§ **Document passage**
The Republicans want money to give to the large corporations so that they can keep their workforce intact. That will not work because for companies their largest expense is the workforce. Changing or updating the work force is disruptive to business so it is updated at a slow pace. But with businesses already disrupted, many companies will likely take the opportunity to implement the changes they want for their workforces as the disruption continues.

Giving large companies money to keep their workforces intact does not guarantee that everyone that had a job previously will have one after the chaos subsides. Even if the money is given with conditions.

Not all companies are the same. The term “small business” does not apply to micro businesses, like mine. A “small business” are larger businesses that the federal government considers a “small business”. The Small Business Administration (SBA) considers a “small business” to be one that has annual sales between $750,000 and $35.5 million.

You read that right, annual sales of $35.5 million is considered a “small business” by the SBA.

The SBA also considers a “small business” as one that has between 100 and 1,500 employees.

Notice how nowhere in those requirements does a mom-and-pop shop fit nor do the smaller business, like mine. In my case, I have less than 100 employees and my annual sales are below the half-million dollar mark.

Clearly, my business, like many others, would not qualify for the stimulus packages being argued over at Congress.

Another issue is how much, if any money, will be going directly to the people. The public numbers are that $1,000 will be given to each taxpayer. Maybe an additional $500 to each child.

§ **Exercise instructions**
- a) List every figure the passage on small businesses and the stimulus gives as a Small Business Administration threshold for a "small business."
- b) Copy the passage on small businesses and the stimulus word for word, from "The Republicans want" to "given with conditions.".
- c) Write what comes next in the passage on small businesses and the stimulus, starting after its final sentence.

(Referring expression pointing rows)
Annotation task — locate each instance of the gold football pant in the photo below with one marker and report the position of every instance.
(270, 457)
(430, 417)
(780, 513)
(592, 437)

§ **Task-by-task answers**
- a)
$750,000 in annual sales
$35.5 million in annual sales
100 employees
1,500 employees

- b)
The Republicans want money to give to the large corporations so that they can keep their workforce intact. That will not work because for companies their largest expense is the workforce. Changing or updating the work force is disruptive to business so it is updated at a slow pace. But with businesses already disrupted, many companies will likely take the opportunity to implement the changes they want for their workforces as the disruption continues.

Giving large companies money to keep their workforces intact does not guarantee that everyone that had a job previously will have one after the chaos subsides. Even if the money is given with conditions.

- c)
But here are the unanswered questions. Is the money a loan against future tax payments? Will the money be taxed? If so, at what rate? Will the money be nothing more than an advance of the tax withholding taxpayers already make via their payroll checks? Clearly, there are no answers to these and many more questions.

Taxpayers may not like the answers once they become known.

Too many people are hung up on whether “rich” people should also get the checks without realizing that the “money” may be nothing more than the money the taxpayer already gave Uncle Sam in payroll with holdings and come tax time, they may be shocked to learn that they owe that money to the government.

But like everything in a bureaucracy, the simplest solution is always ignored.

The easy solution is to put a moratorium on all debt payments for 60 to 90 days. That means no credit card payments, no mortgage payments and no car payments. All debt is put on hold without incurring finance charges or negative reporting. Student debt would obviously be included.

That would go for businesses and individuals alike.

Is it fair?

Let’s look at it.

Americans spend an average of 40% of their paychecks in debt payments. No payments during the debt moratorium means that Americans can keep 40% of their paychecks for 30, 60 or 90 days.

Almost all businesses have some sort of debt. Most “small business” would get immediate relief with a moratorium on debt, just like consumers would.

How about the banks?

Banks made over $30 billion in just overdraft fees in 2018. That is money paid for by the people that would benefit from debt moratorium. But what about the moratorium on the interest on the debt?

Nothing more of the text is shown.